_What you will do_: Turn every line of the entries below into a JSON list of strings, one string per line. Skip blank lines and leave the pictures out.

_Items_:
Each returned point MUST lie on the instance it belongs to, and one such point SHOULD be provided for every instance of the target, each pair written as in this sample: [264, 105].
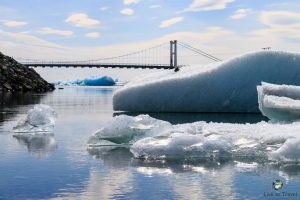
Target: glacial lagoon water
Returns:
[60, 166]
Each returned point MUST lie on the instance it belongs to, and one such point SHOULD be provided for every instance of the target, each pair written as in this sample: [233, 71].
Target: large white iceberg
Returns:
[149, 138]
[228, 86]
[279, 102]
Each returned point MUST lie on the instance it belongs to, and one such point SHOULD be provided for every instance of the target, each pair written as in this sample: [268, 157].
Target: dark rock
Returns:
[16, 77]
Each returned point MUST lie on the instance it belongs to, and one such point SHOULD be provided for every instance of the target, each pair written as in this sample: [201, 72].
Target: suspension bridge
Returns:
[163, 56]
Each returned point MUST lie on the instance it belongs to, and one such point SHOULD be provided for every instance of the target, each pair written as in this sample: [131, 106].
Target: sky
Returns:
[88, 29]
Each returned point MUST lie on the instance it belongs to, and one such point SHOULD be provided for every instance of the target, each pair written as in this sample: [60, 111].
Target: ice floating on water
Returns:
[39, 119]
[279, 102]
[91, 81]
[126, 130]
[156, 139]
[40, 145]
[228, 86]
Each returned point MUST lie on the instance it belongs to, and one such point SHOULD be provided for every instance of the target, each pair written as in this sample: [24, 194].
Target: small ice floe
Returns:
[152, 139]
[40, 119]
[125, 130]
[279, 102]
[38, 144]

_Written solution_:
[
  "Each returned point MUST lie on the instance it belongs to, and one such point SHOULD be provided for every instance of the target, each pair written as in this sample: [264, 105].",
  "Target: glacial lagoon water",
  "Returns:",
  "[60, 166]",
  "Each returned point MUST lie on the instance it belongs to, and one such point SHOULD be provided for every instance of the target, each pair written as in this sample: [233, 71].",
  "Target: large white iceberg",
  "Returns:",
  "[149, 138]",
  "[228, 86]",
  "[279, 102]",
  "Each returned point MUST lie on the instance it belongs to, and one such point SHOULD be provided for every instance of the target, each pair written as in this sample: [268, 157].",
  "Target: dark rock",
  "Returns:",
  "[16, 77]",
  "Each returned point MUST lie on the instance it belongs to, and one such point SHOULD be provided for every instance of the target, each pair written as in this sample: [201, 72].",
  "Target: suspension bridge",
  "Returns:",
  "[163, 56]",
  "Each returned point MUST lie on the instance it belongs to, and one such point SHOULD be provided for every instance of the target, each pair written as in this sample: [131, 106].",
  "Target: sky",
  "Returns:",
  "[88, 29]",
  "Each returned point MUST lie on the instance it belongs to, and one such point SHOULD be provided for every instance of the target, each pair written as in this sample: [60, 111].",
  "Target: ice floating on water",
  "Returns:",
  "[39, 119]",
  "[279, 102]",
  "[91, 81]",
  "[126, 130]",
  "[156, 139]",
  "[40, 145]",
  "[228, 86]",
  "Each returned point MUST lie on the instance it belongs to, and one such point SHOULD be provided for every instance of the target, each pair written as in this sample: [24, 194].",
  "Target: small ice floe",
  "Returns:",
  "[152, 139]",
  "[40, 119]",
  "[125, 130]",
  "[279, 102]",
  "[38, 144]"
]